• _Request_
Print exactly the lines from the line with "Exercise. Mark the river" to the last line of the data, please, both included.

--- Begin Supplied data ---

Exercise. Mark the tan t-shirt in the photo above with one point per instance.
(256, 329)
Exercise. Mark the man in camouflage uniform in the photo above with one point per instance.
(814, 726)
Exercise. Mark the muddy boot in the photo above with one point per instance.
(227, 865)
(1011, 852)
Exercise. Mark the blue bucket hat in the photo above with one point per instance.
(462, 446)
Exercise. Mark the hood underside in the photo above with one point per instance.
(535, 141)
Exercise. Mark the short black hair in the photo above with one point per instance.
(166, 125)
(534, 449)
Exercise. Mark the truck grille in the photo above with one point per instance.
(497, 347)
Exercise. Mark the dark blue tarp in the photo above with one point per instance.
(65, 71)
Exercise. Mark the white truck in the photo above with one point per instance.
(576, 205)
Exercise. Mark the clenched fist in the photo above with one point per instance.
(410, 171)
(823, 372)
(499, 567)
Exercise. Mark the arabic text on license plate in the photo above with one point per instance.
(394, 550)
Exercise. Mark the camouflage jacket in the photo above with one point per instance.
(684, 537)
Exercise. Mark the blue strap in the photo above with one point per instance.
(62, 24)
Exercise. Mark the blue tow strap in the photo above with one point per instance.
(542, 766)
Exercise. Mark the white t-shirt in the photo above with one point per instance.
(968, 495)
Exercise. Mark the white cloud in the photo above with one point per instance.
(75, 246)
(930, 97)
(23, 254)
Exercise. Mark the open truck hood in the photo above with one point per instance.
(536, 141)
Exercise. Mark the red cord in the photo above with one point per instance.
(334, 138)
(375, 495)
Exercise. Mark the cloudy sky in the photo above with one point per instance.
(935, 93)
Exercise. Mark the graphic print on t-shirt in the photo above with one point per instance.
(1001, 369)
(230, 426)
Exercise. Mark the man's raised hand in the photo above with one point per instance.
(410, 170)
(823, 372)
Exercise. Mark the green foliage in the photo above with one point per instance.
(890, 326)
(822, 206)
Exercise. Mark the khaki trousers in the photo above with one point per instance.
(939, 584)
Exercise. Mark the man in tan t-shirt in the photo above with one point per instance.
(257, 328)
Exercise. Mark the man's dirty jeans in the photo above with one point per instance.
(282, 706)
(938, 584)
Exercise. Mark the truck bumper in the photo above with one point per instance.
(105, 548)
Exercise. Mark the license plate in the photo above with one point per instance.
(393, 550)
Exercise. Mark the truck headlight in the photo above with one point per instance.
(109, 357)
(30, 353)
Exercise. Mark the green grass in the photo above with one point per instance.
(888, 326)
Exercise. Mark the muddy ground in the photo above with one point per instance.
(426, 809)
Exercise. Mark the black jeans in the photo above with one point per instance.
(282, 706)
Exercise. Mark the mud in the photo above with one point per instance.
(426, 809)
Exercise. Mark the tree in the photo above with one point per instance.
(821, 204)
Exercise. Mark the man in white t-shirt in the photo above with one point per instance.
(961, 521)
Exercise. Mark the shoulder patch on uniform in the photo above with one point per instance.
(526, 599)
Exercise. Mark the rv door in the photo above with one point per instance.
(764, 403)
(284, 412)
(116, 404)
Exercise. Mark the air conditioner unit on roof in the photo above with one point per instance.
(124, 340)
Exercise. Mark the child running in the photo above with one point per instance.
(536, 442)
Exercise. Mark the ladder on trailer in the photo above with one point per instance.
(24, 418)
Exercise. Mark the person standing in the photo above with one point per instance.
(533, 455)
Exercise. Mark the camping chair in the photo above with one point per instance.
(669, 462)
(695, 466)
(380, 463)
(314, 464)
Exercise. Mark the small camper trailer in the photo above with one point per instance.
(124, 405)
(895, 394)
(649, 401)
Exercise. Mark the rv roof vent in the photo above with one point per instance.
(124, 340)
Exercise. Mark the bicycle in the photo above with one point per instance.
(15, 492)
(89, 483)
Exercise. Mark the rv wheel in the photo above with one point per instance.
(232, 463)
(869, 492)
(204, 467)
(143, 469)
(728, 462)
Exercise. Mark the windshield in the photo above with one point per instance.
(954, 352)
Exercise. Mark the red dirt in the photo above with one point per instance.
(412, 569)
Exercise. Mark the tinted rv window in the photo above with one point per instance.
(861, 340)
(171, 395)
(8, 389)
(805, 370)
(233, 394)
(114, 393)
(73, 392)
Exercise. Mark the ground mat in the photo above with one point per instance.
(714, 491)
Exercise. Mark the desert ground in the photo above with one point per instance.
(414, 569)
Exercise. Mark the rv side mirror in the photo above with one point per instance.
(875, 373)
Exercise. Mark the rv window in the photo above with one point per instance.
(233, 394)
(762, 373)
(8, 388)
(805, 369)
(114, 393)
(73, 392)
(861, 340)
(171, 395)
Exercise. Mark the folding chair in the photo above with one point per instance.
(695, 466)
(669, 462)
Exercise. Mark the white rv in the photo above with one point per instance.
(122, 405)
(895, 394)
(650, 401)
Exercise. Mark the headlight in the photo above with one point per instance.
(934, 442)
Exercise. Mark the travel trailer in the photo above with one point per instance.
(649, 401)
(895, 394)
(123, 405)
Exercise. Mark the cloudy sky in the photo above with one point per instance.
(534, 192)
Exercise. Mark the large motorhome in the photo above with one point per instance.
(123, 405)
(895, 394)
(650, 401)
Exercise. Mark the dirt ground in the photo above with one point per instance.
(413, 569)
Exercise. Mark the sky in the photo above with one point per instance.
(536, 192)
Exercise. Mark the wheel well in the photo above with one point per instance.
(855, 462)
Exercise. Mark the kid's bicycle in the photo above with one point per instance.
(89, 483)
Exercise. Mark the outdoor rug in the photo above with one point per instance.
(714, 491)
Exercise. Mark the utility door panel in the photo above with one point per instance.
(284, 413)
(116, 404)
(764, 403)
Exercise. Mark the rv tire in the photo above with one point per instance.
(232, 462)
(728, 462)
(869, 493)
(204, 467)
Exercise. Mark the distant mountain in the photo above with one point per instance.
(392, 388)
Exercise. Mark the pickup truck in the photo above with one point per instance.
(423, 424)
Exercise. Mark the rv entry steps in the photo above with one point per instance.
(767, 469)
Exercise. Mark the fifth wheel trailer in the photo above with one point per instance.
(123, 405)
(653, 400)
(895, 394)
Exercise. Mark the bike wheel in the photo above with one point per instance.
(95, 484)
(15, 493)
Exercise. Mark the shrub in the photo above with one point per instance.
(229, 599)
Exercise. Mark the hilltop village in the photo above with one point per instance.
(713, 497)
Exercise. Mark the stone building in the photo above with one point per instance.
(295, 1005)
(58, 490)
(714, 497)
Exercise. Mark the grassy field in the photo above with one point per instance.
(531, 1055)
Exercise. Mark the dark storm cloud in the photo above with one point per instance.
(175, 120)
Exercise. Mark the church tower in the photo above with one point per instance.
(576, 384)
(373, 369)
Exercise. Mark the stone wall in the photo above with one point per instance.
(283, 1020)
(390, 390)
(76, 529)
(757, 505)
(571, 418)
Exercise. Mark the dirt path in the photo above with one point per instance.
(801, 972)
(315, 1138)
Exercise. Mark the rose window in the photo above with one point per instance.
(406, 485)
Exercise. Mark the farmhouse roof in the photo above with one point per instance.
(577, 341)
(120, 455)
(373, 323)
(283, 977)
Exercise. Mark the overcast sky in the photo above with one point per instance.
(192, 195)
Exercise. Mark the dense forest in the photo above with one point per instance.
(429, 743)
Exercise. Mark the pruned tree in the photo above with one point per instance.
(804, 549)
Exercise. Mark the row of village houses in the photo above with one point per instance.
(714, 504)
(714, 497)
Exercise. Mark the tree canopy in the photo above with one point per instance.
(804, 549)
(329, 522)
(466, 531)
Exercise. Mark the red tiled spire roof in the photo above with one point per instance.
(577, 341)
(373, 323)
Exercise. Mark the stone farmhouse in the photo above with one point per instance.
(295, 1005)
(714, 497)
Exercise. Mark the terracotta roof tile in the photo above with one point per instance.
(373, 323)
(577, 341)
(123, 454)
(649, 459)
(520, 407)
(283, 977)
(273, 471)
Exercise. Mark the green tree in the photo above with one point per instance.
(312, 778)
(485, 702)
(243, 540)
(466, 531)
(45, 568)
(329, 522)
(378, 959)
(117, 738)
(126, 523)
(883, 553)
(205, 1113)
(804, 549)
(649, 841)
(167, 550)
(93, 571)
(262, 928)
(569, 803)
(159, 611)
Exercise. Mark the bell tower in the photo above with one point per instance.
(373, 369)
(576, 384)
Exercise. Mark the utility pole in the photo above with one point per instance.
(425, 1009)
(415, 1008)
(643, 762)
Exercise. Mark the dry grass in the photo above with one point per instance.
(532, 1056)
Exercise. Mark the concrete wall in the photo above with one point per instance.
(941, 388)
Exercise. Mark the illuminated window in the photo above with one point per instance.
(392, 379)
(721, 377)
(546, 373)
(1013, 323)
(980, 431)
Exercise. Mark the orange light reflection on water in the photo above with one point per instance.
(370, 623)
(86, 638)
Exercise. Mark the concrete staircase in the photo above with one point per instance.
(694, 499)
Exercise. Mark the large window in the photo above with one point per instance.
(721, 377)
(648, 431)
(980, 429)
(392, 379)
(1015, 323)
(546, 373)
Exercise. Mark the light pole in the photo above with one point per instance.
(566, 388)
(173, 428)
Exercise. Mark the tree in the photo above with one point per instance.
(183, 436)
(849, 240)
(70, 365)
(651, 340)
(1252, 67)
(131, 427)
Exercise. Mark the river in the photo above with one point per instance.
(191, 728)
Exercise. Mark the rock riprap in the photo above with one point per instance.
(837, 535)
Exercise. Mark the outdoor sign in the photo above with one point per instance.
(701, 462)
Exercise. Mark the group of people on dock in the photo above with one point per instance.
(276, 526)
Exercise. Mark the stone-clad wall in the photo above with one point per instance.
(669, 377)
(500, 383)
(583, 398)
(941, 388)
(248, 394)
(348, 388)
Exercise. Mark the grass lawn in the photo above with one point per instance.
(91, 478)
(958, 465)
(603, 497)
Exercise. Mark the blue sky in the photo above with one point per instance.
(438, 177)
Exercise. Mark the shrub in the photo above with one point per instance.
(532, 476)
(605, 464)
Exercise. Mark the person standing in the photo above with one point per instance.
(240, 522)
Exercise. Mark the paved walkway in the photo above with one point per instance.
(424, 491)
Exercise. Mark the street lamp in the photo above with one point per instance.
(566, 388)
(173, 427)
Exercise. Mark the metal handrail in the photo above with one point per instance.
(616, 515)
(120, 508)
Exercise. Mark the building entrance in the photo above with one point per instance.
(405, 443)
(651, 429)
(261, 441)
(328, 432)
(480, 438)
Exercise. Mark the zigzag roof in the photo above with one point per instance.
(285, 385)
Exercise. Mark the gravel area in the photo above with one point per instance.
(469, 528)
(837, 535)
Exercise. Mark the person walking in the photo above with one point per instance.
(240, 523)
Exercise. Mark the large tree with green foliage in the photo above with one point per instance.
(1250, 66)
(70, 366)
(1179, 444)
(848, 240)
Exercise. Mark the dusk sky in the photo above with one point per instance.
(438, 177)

--- End Supplied data ---

• _Right answer_
Exercise. Mark the river in the photo above with one point per instance.
(191, 728)
Exercise. Mark the rock riprap in the photo above with one point per instance.
(837, 535)
Exercise. Mark the outdoor sign in the photo above with one point per instance.
(701, 462)
Exercise. Mark the group of people on dock in the photo above with one point per instance.
(276, 526)
Exercise. Mark the stone-clad wall in the photo above with one point per instance.
(669, 377)
(500, 383)
(583, 398)
(941, 388)
(248, 394)
(348, 388)
Exercise. Mark the grass lawn in the photo above with one point per instance.
(91, 478)
(958, 465)
(603, 497)
Exercise. Mark the blue sky in the photo above with one point per instance.
(438, 177)
Exercise. Mark the shrub in the photo above with one point per instance.
(532, 476)
(605, 464)
Exercise. Mark the person standing in the photo above with one point per instance.
(240, 522)
Exercise. Mark the paved walkway in the photo above with one point per instance.
(424, 491)
Exercise. Mark the street lamp in the photo above with one point per instance.
(566, 388)
(173, 427)
Exercise. Mark the metal handrail in the photo above with one point per instance.
(616, 515)
(120, 508)
Exercise. Mark the building entrance in the photo above with one point per instance.
(405, 443)
(651, 429)
(261, 441)
(328, 432)
(480, 438)
Exercise. Mark the zigzag roof in the photo above with one point per instance.
(285, 385)
Exercise. Mark the gravel area in the photo above with one point per instance.
(469, 528)
(837, 535)
Exercise. Mark the person walking in the photo above with one point per instance.
(240, 523)
Exercise. Mark the large tree with green foliage in the photo above with one point per instance.
(1250, 66)
(70, 366)
(1179, 444)
(848, 240)
Exercise. Mark the dusk sky in the photo above with one point per instance.
(438, 177)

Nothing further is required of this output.